S.C. restaurant refused to seat black patrons
By Melanie Eversley, USA TODAY
Black S.C. man says Wild Wing Cafe refused to seat his group after woman felt threatened.
A black South Carolina man says a restaurant in North Charleston refused to seat his party of 25 family and friends and asked the group to leave after a white customer complained of feeling threatened, according to reports.
The man, Michael Brown, also known as Mike London, could not be reached but his Facebook post in which he gave details of this experience indicates the group waited two hours to be seated at the Wild Wing Cafe before a manager approached and later refused to seat the group.
The chief marketing officer for the chain of restaurants based in Mount Pleasant, S.C., said the manager involved in the alleged incident is on leave until an investigation can be completed. She confirmed the group had been offered an apology and meals all around and said the restaurant has a meeting planned for later this week with some members of the restaurant party.
“It’s not an us vs. them — we really join them in their concern,” said the chief marketing officer, Debra Stokes. “We have a zero tolerance of any kind. We have a diverse collection of individuals within our organization. We have always prided ourselves on inviting everyone into our restaurants.”
Michael Brown’s Facebook post has attracted the attention of news media in this country and overseas and the post had been shared about 3,000 times as of Monday evening.
Brown and his group arrived at the Wild Wing Cafe to celebrate his cousin’s last day in Charleston, according to the Daily Mail. The group waited “patiently” before being told a white customer was “threatened by us,” Brown wrote in his Facebook post.
Wrote Brown on Thursday on Facebook, “The manager looked me dead in the face and said she was refusing us service because she had a right to and simply she felt like it.”
Brown told WCSC TV in Charleston that the shift manager told the group there was a “situation.”

- [Task set]
1. Could you update the Wild Wing Cafe article, starting at "Brown and his" and ending at "his Facebook post.", with "celebrate" changed to "mark"?
2. Can you take the Wild Wing Cafe article further from the point where it stops?

- [Supplied information]
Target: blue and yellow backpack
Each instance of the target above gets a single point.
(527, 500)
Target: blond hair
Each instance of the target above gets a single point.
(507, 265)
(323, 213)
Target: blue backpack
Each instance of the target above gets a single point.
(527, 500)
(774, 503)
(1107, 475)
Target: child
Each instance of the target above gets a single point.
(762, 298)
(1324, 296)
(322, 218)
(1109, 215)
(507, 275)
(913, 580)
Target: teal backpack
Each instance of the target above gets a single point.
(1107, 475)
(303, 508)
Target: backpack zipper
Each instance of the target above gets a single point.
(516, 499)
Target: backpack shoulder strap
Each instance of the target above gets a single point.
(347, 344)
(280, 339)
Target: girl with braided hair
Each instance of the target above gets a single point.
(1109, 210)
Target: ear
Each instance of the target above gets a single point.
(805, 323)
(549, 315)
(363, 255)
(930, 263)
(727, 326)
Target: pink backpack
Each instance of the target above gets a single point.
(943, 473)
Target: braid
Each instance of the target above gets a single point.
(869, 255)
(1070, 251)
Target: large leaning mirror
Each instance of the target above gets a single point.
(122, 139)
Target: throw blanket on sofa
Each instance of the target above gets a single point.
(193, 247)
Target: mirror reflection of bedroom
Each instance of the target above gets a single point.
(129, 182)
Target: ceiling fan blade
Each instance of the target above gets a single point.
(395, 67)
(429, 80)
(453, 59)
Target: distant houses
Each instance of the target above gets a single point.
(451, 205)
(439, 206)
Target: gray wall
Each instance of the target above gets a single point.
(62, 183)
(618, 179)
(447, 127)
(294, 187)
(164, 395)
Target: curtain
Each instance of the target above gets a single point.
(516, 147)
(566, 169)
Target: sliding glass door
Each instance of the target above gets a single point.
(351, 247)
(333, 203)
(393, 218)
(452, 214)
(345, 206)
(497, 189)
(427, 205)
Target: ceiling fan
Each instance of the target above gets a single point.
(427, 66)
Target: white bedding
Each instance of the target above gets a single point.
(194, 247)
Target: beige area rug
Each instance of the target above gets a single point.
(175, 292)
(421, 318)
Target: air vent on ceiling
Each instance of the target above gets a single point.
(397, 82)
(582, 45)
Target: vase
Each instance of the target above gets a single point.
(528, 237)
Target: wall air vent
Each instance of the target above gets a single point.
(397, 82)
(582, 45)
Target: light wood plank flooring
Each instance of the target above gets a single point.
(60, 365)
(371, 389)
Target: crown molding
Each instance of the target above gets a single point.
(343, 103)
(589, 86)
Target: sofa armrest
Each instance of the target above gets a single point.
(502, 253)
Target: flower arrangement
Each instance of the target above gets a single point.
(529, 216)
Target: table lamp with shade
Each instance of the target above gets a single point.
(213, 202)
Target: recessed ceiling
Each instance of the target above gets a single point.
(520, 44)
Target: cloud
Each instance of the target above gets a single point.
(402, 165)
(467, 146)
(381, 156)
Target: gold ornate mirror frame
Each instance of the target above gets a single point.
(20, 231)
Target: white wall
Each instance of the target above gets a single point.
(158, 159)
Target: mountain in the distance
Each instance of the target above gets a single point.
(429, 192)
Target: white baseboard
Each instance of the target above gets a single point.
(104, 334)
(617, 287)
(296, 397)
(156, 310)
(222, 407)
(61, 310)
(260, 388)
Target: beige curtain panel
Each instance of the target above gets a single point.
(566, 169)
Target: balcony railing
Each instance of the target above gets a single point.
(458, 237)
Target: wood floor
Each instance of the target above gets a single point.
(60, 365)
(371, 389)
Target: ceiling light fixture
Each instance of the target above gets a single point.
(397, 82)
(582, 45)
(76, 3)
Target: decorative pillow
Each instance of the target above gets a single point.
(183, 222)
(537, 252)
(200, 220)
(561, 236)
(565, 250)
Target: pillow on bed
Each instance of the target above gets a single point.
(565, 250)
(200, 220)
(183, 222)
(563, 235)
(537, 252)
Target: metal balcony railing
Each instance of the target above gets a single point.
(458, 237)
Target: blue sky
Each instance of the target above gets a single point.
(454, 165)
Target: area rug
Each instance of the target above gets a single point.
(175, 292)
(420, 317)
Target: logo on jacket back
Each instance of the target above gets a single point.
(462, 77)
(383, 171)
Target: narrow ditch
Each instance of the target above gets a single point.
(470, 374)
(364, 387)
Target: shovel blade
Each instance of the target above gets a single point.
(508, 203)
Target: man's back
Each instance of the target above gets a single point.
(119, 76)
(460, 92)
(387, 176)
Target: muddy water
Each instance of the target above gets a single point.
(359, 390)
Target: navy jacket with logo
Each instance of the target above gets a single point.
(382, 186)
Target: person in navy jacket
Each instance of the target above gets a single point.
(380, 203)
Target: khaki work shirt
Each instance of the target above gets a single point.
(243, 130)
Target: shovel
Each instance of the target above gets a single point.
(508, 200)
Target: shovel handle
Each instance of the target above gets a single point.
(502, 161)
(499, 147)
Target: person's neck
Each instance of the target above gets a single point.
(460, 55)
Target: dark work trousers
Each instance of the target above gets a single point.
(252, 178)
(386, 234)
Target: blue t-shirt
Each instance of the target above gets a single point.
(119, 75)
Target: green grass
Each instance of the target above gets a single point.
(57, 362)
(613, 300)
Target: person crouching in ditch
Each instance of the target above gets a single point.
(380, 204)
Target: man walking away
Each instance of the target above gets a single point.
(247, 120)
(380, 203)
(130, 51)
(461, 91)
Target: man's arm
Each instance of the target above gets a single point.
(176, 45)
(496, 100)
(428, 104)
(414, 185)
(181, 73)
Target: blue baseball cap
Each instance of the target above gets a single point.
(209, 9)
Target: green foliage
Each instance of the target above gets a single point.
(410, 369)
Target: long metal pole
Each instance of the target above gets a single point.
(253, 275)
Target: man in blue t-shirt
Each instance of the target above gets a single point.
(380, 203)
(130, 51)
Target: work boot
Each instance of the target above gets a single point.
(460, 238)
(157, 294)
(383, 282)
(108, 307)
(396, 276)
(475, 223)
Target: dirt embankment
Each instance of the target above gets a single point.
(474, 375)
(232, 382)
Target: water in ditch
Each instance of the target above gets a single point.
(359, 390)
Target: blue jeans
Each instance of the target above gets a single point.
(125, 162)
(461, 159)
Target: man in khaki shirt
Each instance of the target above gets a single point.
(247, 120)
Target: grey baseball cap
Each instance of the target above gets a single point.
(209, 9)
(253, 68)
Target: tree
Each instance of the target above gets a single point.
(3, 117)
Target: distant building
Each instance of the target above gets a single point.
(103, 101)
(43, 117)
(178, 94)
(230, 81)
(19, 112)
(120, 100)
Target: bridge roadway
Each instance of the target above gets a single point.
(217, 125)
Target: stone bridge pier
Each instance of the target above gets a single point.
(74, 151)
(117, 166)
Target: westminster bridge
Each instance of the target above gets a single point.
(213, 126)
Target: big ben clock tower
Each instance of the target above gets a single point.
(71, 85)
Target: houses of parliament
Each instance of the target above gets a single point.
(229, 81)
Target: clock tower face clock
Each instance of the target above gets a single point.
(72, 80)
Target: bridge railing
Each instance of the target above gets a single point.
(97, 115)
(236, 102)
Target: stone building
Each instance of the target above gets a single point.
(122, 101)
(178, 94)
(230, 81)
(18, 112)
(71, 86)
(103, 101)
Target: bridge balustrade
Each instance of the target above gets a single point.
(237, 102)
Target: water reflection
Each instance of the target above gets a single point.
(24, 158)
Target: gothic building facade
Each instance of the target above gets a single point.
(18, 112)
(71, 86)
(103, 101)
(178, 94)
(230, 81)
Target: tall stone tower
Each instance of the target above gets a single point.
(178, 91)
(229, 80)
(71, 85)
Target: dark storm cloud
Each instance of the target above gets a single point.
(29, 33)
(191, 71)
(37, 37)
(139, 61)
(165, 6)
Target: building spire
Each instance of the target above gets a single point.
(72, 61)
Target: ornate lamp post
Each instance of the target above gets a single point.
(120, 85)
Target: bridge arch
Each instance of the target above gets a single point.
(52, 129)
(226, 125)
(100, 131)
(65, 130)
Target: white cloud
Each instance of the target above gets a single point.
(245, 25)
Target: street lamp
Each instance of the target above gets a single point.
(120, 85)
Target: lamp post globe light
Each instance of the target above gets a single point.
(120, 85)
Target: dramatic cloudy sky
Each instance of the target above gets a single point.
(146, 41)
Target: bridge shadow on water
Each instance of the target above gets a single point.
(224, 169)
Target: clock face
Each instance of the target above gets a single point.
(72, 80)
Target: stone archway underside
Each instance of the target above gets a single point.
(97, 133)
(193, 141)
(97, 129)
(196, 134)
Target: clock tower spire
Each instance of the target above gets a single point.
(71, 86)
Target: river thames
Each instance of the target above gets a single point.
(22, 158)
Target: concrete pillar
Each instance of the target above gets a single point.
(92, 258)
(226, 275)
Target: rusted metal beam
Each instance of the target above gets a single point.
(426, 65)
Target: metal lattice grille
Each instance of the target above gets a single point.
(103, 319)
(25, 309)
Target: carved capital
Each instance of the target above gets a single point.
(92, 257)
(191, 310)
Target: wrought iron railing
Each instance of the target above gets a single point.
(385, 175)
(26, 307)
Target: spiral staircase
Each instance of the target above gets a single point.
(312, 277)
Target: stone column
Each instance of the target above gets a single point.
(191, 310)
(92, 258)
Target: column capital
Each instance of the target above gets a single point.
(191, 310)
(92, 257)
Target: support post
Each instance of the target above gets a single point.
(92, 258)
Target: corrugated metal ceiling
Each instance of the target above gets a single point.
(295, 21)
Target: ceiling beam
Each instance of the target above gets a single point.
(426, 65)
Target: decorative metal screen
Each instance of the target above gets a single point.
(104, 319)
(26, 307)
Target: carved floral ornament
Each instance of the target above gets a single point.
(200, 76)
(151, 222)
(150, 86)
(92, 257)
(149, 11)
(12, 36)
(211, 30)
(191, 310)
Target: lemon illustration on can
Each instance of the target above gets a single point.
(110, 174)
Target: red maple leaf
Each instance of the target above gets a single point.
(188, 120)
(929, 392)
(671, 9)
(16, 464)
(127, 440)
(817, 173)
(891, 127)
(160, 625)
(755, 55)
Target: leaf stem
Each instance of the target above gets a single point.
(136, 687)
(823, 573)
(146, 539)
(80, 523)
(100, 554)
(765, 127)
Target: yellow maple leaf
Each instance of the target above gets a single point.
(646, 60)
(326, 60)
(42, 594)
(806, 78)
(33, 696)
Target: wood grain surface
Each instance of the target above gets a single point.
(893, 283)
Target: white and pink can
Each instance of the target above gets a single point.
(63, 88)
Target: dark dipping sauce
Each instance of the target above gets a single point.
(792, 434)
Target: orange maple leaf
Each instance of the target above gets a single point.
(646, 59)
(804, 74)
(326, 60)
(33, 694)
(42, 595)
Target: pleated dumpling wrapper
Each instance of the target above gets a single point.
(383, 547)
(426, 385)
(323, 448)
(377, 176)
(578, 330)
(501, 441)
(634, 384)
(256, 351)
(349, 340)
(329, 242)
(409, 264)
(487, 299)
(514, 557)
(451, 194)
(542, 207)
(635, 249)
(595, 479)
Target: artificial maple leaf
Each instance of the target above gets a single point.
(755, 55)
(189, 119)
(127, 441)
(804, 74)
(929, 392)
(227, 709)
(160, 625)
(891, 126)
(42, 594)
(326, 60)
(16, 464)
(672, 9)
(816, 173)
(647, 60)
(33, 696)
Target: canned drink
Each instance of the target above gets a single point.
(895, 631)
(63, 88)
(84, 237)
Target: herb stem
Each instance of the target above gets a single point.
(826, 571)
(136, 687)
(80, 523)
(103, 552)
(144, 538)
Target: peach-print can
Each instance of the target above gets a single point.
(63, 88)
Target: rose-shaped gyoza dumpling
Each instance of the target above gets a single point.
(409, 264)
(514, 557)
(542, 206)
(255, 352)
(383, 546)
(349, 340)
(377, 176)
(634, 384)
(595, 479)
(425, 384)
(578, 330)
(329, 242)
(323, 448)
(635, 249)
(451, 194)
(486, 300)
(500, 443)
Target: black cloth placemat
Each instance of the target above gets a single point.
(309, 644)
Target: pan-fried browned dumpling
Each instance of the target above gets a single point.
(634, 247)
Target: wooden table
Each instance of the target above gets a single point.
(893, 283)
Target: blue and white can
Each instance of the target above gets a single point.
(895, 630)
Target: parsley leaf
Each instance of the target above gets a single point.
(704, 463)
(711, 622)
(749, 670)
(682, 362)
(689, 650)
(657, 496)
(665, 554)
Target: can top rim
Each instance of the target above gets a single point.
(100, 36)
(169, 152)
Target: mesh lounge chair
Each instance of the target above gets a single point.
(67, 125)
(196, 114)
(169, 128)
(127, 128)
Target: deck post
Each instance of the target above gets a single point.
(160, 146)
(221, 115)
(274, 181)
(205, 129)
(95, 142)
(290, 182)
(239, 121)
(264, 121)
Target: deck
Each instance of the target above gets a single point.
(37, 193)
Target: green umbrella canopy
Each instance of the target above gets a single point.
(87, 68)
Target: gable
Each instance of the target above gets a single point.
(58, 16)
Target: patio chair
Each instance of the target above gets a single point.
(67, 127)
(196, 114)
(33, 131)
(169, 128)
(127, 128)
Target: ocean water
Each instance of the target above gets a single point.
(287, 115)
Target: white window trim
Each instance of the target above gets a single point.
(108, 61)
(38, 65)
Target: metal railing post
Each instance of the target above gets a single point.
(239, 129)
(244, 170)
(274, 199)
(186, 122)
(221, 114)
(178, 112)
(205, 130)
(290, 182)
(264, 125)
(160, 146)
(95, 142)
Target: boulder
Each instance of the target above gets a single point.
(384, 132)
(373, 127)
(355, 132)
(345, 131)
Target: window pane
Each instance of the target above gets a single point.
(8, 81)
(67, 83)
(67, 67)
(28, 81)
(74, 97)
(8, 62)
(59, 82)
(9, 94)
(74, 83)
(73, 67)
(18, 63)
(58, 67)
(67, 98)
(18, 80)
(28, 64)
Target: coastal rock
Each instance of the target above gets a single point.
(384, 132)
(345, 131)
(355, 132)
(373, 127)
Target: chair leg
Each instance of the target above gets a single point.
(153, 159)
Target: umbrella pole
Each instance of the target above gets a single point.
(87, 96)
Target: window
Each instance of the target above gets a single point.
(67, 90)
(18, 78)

- [Answer section]
1.
Brown and his group arrived at the Wild Wing Cafe to mark his cousin’s last day in Charleston, according to the Daily Mail. The group waited “patiently” before being told a white customer was “threatened by us,” Brown wrote in his Facebook post.

2.
“She said, ‘There’s a situation where one of our customers feels threatened by your party, so she asked us not to seat you in our (sic) section,’ which totally alarmed all of us because we’re sitting there peaceably for two hours,” Brown told the news organization. “Obviously, if we were causing any conflict, we would have been ejected out of the place hours before.”
At that point, Brown said, someone in his group began to videotape the conversation. The manager became upset and refused to seat the group, Brown told WCSC.
“I said, ‘So, you’re telling me I have to leave?’ She said, ‘I have a right to deny you service.’ I said, ‘So you’re asking me to leave because you’re upset because he was recording you, after we’ve waited for two hours, and after you’ve already pretty much discriminated on us?’ And she answered, ‘Yes.’”
Stokes told WCSC that she had a “really good conversation” with Brown about the incident.
“He and many of his family and friends were there about a month ago, and they are regular customers of ours,” she said. “They were having a going-away party and they just didn’t receive the experience that they have come to know and love.”
Brown said the restaurant’s apology and offer of free meals are not good enough.
“This is not a situation where you can just give us a free meal and everything is OK,” he told the news organization. “It goes deeper than that.”